**Records from a data collection:**
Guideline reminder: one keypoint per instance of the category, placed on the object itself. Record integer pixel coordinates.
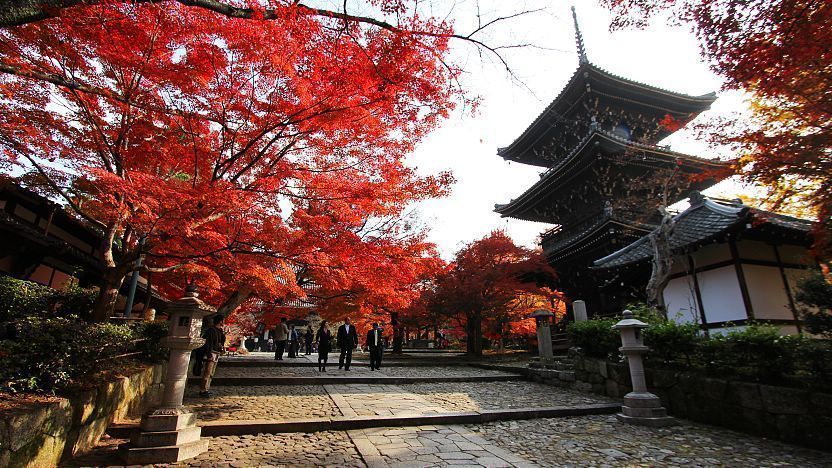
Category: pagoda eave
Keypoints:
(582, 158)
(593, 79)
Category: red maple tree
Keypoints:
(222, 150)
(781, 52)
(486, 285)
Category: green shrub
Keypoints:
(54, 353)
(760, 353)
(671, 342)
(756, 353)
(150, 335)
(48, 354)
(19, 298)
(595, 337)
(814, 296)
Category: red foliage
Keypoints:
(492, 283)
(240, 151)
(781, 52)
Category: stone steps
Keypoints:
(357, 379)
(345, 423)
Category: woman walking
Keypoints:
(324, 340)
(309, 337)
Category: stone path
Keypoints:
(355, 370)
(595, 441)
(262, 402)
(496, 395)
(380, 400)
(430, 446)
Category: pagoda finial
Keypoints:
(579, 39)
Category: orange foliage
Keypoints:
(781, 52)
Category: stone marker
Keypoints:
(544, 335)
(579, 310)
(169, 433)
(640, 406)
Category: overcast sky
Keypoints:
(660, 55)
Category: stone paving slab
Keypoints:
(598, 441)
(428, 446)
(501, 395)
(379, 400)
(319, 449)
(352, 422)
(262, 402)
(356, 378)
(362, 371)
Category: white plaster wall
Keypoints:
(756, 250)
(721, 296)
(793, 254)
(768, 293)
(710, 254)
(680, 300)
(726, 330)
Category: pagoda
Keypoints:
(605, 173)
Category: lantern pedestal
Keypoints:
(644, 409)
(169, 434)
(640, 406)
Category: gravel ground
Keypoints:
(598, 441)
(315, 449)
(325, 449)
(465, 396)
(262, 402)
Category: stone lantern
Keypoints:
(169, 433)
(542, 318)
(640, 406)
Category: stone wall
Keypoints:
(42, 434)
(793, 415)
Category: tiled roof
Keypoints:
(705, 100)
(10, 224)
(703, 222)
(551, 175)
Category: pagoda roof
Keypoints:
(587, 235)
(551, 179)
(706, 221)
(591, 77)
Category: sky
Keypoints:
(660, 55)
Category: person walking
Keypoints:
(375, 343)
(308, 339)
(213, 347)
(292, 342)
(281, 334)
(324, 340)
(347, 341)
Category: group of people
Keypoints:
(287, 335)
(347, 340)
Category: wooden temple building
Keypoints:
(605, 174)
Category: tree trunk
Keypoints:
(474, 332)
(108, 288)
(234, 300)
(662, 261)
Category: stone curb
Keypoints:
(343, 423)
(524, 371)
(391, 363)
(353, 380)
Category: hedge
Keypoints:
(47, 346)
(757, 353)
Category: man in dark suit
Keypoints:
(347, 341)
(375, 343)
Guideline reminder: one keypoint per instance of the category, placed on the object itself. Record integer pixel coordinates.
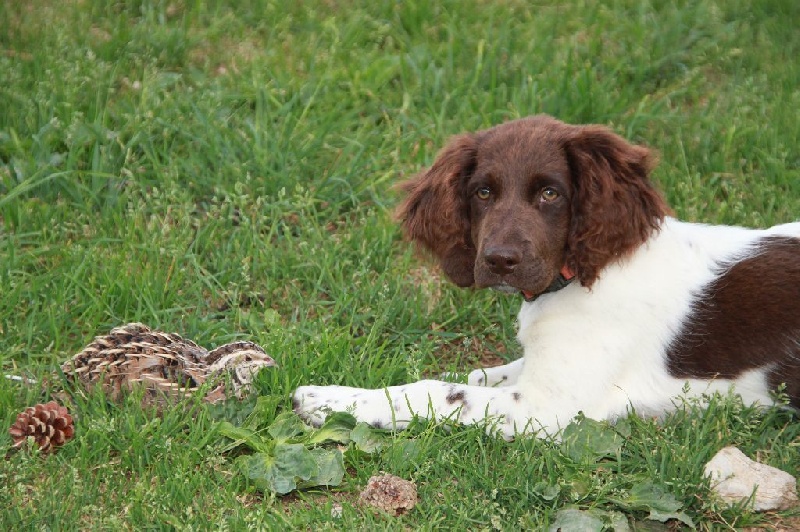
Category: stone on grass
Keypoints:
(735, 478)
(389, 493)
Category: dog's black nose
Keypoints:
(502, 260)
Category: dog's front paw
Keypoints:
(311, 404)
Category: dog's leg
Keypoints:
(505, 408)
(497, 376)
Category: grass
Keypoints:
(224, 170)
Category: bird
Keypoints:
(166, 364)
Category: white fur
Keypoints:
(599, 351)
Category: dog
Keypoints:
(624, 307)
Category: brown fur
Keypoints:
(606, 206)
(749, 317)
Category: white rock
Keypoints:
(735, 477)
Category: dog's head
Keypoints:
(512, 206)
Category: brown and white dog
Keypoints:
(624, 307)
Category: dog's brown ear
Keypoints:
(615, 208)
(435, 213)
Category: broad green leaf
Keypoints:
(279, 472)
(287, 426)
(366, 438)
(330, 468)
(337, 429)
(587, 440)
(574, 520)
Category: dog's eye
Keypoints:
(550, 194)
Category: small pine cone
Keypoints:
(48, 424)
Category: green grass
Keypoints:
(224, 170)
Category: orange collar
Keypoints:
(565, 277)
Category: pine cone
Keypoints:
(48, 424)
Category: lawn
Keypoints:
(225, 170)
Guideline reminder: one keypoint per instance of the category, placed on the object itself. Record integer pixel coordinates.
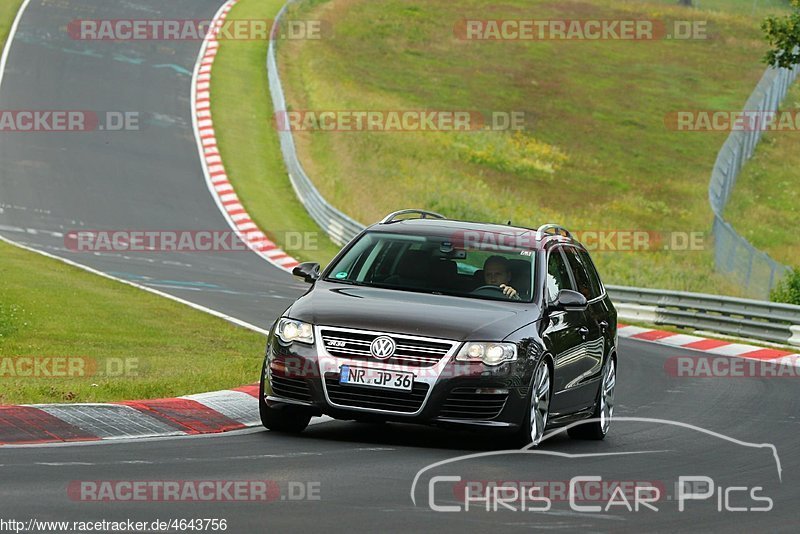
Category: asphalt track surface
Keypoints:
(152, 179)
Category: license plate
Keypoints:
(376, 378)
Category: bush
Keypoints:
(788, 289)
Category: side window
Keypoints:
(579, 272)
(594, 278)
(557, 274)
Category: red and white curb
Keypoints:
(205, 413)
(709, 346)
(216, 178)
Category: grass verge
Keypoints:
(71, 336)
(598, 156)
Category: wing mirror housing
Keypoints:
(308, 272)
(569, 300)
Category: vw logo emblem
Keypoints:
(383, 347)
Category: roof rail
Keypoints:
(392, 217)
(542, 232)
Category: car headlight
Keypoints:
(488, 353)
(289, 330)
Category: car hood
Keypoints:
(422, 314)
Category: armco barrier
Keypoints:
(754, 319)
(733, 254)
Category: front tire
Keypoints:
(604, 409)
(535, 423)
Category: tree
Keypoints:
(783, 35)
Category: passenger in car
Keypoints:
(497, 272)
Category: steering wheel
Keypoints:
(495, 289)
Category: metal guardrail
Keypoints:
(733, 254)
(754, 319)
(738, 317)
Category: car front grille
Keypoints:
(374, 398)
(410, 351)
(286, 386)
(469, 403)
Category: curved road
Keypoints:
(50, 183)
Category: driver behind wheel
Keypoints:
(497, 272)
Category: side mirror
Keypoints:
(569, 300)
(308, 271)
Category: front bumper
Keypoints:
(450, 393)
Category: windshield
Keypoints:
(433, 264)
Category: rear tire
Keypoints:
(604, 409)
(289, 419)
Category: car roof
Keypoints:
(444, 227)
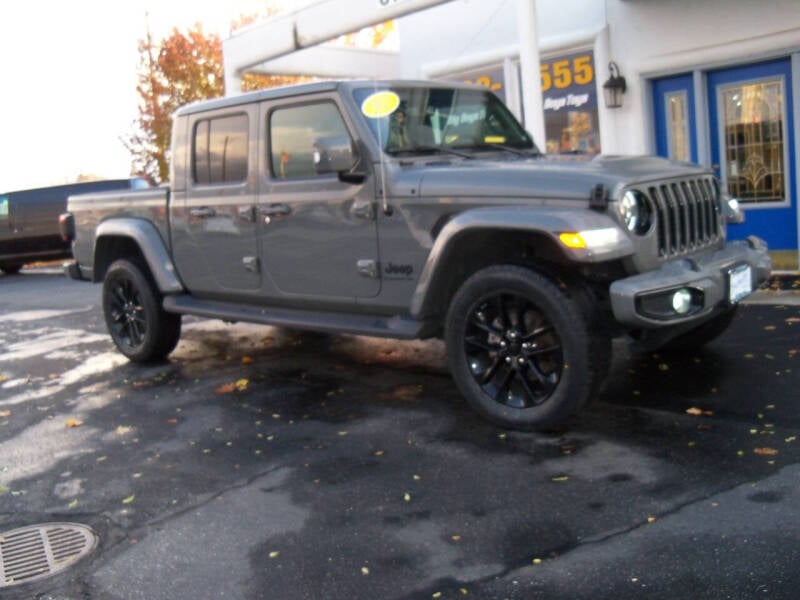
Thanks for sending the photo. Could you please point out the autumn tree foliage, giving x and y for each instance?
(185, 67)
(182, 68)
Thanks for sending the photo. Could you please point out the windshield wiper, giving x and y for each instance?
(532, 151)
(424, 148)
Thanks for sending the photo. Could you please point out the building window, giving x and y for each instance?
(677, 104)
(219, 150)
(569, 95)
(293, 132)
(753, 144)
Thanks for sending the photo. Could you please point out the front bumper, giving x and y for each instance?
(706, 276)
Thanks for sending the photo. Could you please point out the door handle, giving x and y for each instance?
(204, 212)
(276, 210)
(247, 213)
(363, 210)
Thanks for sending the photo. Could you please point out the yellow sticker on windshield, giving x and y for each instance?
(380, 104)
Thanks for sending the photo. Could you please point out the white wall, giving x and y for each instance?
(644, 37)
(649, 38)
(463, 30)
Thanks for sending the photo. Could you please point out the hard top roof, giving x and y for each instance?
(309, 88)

**TASK DETAILS:**
Copy the entries exactly. Leave out the images.

**SOLUTION FOR THIS TASK:**
Guideline reminder: one keypoint per instance of the category, placed on the object itself. Record integer pixel coordinates.
Category: pagoda eave
Keypoints:
(582, 158)
(593, 79)
Category: red maple tree
Keypoints:
(222, 150)
(781, 52)
(486, 285)
Category: green shrub
Keypoints:
(54, 353)
(760, 353)
(671, 342)
(756, 353)
(150, 335)
(48, 354)
(19, 298)
(595, 337)
(814, 296)
Category: red foliage
Keypoints:
(492, 283)
(240, 151)
(781, 52)
Category: stone steps
Keypoints:
(357, 379)
(345, 423)
Category: woman walking
Keypoints:
(324, 340)
(309, 337)
Category: stone path
Keypoints:
(355, 370)
(595, 441)
(262, 402)
(496, 395)
(380, 400)
(430, 446)
Category: pagoda finial
Keypoints:
(579, 39)
Category: orange foliage
Keypoints:
(781, 52)
Category: stone marker
Keypoints:
(544, 335)
(579, 310)
(169, 433)
(640, 406)
Category: overcast sky
Keypoints:
(660, 55)
Category: stone paving slab
Keypoints:
(598, 441)
(428, 446)
(501, 395)
(379, 400)
(319, 449)
(352, 422)
(262, 402)
(356, 378)
(362, 371)
Category: white plaster wall
Keypoints:
(756, 250)
(721, 296)
(793, 254)
(768, 293)
(710, 254)
(680, 300)
(726, 330)
Category: pagoda
Keypoints:
(605, 173)
Category: lantern pedestal
Keypoints:
(644, 409)
(169, 434)
(640, 406)
Category: gravel ground
Keypoints:
(598, 441)
(315, 449)
(325, 449)
(465, 396)
(262, 402)
Category: stone lantern
Keypoints:
(169, 433)
(542, 318)
(640, 406)
Category: stone wall
Keypoints:
(42, 434)
(793, 415)
Category: tiled roof
Keypoints:
(705, 100)
(10, 224)
(703, 222)
(551, 175)
Category: pagoda roof
Keypoints:
(587, 235)
(551, 179)
(706, 221)
(591, 77)
Category: sky
Keypoints:
(660, 55)
Category: person walking
Keypoints:
(375, 343)
(308, 339)
(213, 347)
(292, 342)
(281, 334)
(324, 340)
(347, 341)
Category: group of people
Keypoints:
(287, 335)
(347, 340)
Category: wooden temple building
Keypoints:
(605, 174)
Category: tree trunk
Keypoints:
(474, 332)
(108, 288)
(234, 300)
(662, 261)
Category: stone curb
Keypoints:
(343, 423)
(524, 371)
(391, 363)
(353, 380)
Category: hedge
Keypoints:
(47, 346)
(757, 353)
Category: man in dark suit
Keypoints:
(347, 341)
(375, 343)
Guideline reminder: one keypoint per instance of the category, placed on the object itself. Record integer pixel coordinates.
Category: stone on grass
Keypoints:
(735, 478)
(389, 493)
Category: dog's black nose
Keypoints:
(502, 260)
Category: dog's front paw
Keypoints:
(311, 404)
Category: dog's leg
Keypoints:
(505, 408)
(497, 376)
Category: grass
Keypoints:
(224, 170)
Category: bird
Keypoints:
(166, 364)
Category: white fur
Keypoints:
(599, 351)
Category: dog
Keypoints:
(624, 307)
Category: brown fur
Keypoints:
(606, 206)
(749, 317)
Category: white rock
Keypoints:
(735, 477)
Category: dog's head
Keypoints:
(512, 206)
Category: brown and white dog
Keypoints:
(624, 307)
Category: dog's brown ear
Keypoints:
(615, 208)
(435, 213)
Category: broad green leaf
Keypoints:
(279, 472)
(287, 426)
(366, 438)
(330, 468)
(337, 429)
(587, 440)
(574, 520)
Category: dog's eye
Keypoints:
(550, 194)
Category: small pine cone
Keypoints:
(48, 424)
Category: green grass
Keypoints:
(224, 170)
Category: orange collar
Keypoints:
(565, 277)
Category: pine cone
Keypoints:
(48, 424)
Category: lawn
Keypoints:
(225, 170)
Guideline reminder: one keypoint per instance of the category, placed on the object itself. Record integer pixel coordinates.
Category: asphalt track surface
Keypoints:
(152, 179)
Category: license plate
Keypoints:
(376, 378)
Category: bush
Keypoints:
(788, 289)
Category: side window
Keypoints:
(579, 272)
(594, 278)
(557, 274)
Category: red and white curb
Keypoints:
(205, 413)
(709, 346)
(216, 178)
Category: grass verge
Keypoints:
(71, 336)
(598, 156)
Category: wing mirror housing
Keypoints:
(308, 272)
(569, 300)
Category: vw logo emblem
Keypoints:
(383, 347)
Category: roof rail
Keypoints:
(392, 217)
(542, 232)
Category: car headlight
Keypoints:
(488, 353)
(289, 330)
Category: car hood
Keypoints:
(422, 314)
Category: armco barrier
Keypoints:
(754, 319)
(733, 254)
Category: front tire
Keypoints:
(604, 409)
(535, 423)
Category: tree
Keypoints:
(783, 35)
Category: passenger in car
Keypoints:
(497, 272)
Category: steering wheel
Keypoints:
(495, 289)
Category: metal guardrail
Keypoints:
(733, 254)
(754, 319)
(738, 317)
Category: car front grille
Keypoints:
(374, 398)
(410, 351)
(286, 386)
(469, 403)
Category: curved road
Keypoints:
(50, 183)
Category: driver behind wheel
Keypoints:
(497, 272)
Category: side mirror
Keypoints:
(569, 300)
(308, 271)
Category: front bumper
Keypoints:
(450, 393)
Category: windshield
Keypoints:
(433, 264)
Category: rear tire
Keypoints:
(604, 409)
(289, 419)
Category: car roof
Keypoints:
(444, 227)
Thanks for sending the photo. Could you please point out the autumn tree foliage, giving x and y for each instance?
(185, 67)
(182, 68)
Thanks for sending the photo. Could you please point out the windshield wiper, giving x and y for each instance?
(532, 151)
(424, 148)
Thanks for sending the photo. Could you please point out the building window, giving x and y for each instance?
(677, 104)
(219, 150)
(569, 95)
(293, 132)
(753, 144)
Thanks for sending the photo. Could you please point out the front bumper, giving x and y for each instance?
(706, 276)
Thanks for sending the photo. Could you please point out the door handle, giving x and y for each instance?
(204, 212)
(276, 210)
(247, 213)
(363, 210)
Thanks for sending the photo. Could you please point out the yellow sticker on windshield, giving x and y for each instance?
(380, 104)
Thanks for sending the photo. Could you please point out the white wall, giving x and y for each instance?
(644, 37)
(649, 38)
(463, 30)
Thanks for sending the photo. Could you please point out the hard top roof, giving x and y for each instance?
(309, 88)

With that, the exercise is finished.